#### Directions for this task:
Could you copy the material below word for word, omitting the pictures?

#### Data provided:
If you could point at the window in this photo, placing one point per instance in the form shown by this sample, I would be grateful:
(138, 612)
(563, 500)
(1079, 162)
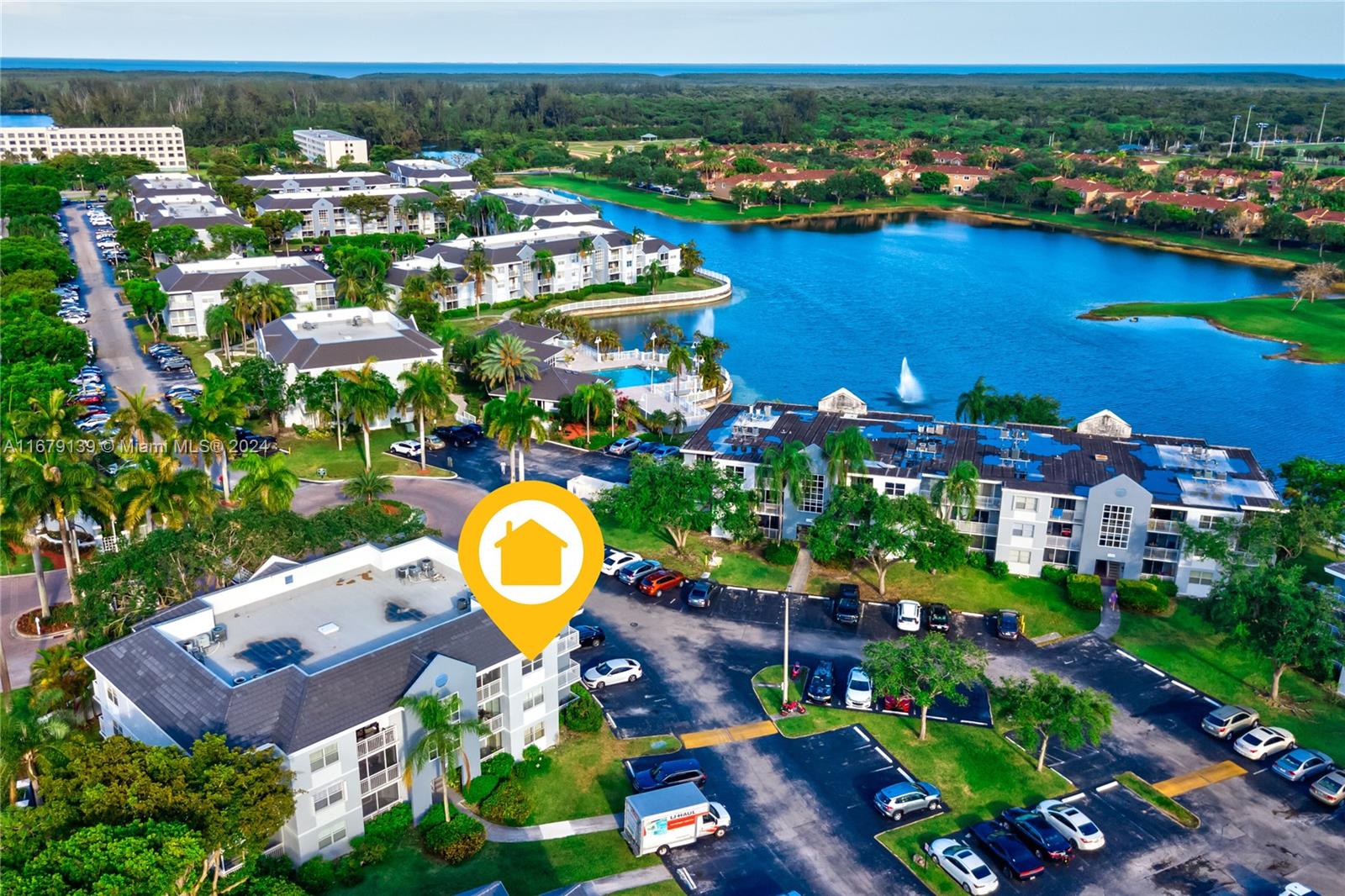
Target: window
(814, 495)
(323, 757)
(329, 797)
(333, 835)
(1114, 530)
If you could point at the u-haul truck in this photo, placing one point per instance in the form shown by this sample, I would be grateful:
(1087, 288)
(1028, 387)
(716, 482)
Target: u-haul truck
(661, 820)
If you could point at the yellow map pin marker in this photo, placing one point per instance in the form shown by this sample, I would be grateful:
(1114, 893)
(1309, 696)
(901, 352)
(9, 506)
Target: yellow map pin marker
(531, 553)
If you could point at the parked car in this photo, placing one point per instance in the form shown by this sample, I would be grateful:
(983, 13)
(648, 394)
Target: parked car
(1304, 764)
(699, 595)
(631, 573)
(661, 580)
(1230, 721)
(847, 607)
(1264, 741)
(1008, 625)
(1040, 835)
(858, 689)
(968, 869)
(618, 559)
(820, 683)
(908, 615)
(1010, 853)
(591, 635)
(612, 672)
(896, 801)
(1329, 788)
(674, 771)
(1082, 833)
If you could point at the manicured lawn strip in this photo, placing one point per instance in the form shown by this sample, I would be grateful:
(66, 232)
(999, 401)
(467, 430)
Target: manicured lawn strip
(525, 869)
(1042, 603)
(1167, 804)
(587, 777)
(1188, 647)
(1318, 327)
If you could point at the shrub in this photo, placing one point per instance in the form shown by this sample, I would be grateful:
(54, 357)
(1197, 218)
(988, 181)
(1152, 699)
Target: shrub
(481, 788)
(1083, 591)
(316, 875)
(1141, 596)
(780, 555)
(454, 841)
(509, 804)
(583, 714)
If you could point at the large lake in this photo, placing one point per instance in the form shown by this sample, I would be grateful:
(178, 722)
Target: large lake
(841, 303)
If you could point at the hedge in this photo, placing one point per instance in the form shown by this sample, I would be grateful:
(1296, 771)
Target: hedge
(1083, 591)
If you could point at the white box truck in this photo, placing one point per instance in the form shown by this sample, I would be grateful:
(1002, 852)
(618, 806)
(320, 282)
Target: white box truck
(661, 820)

#### Finished exercise:
If you could point at the window in this photo, placing one point per instance in the form shown by this sample, I would be grateful:
(138, 612)
(563, 500)
(1079, 162)
Target: window
(814, 495)
(323, 757)
(329, 797)
(333, 835)
(1114, 530)
If you could point at the u-haul truck in this photo, placing one point per instance in the form shown by this sample, I would be grateful:
(1087, 288)
(1028, 387)
(716, 482)
Target: u-haul truck
(661, 820)
If you could point at the yellow map pin marker in this photo, placing one point per instance in the form shown by this sample, I would be grateful:
(1114, 893)
(1309, 696)
(901, 352)
(9, 506)
Target: yellow map pin marker
(531, 553)
If you could point at the parked car in this photo, placing one point per instance in the form shown by this sample, I would be grateful:
(983, 13)
(648, 394)
Target: parked car
(1304, 764)
(699, 595)
(631, 573)
(661, 580)
(1230, 721)
(847, 607)
(1264, 741)
(1008, 625)
(1040, 835)
(858, 689)
(968, 869)
(618, 559)
(820, 683)
(908, 615)
(1010, 853)
(591, 635)
(612, 672)
(896, 801)
(1329, 788)
(674, 771)
(1082, 833)
If you could point at the manicured lawn strip in this photo, placing one point per instance in the form shown by this sample, I would be grateful:
(66, 232)
(999, 401)
(467, 430)
Target: manicured lawn strip
(525, 869)
(1042, 603)
(1167, 804)
(587, 777)
(1188, 647)
(1318, 327)
If you could point at the shrub in this photo, placing one point per instance in the form shown by this sample, I would be grateful:
(54, 357)
(1197, 218)
(988, 181)
(1152, 699)
Target: shrub
(481, 788)
(1083, 591)
(316, 875)
(1141, 596)
(780, 555)
(454, 841)
(509, 804)
(583, 714)
If you could point at the large lake in this photo, placing one point per instance in the form shown by this sample, I would be grateful:
(178, 722)
Target: large lake
(841, 303)
If you could point at the hedge in this photo, placing one point per instance in the form shown by this sample, I would be grateful:
(1296, 771)
Target: hedge
(1083, 591)
If you could point at the white box truck in this photo, placing one point per instance in the form shown by this sample, I would be grateful:
(1002, 852)
(618, 806)
(320, 282)
Target: white box truck
(661, 820)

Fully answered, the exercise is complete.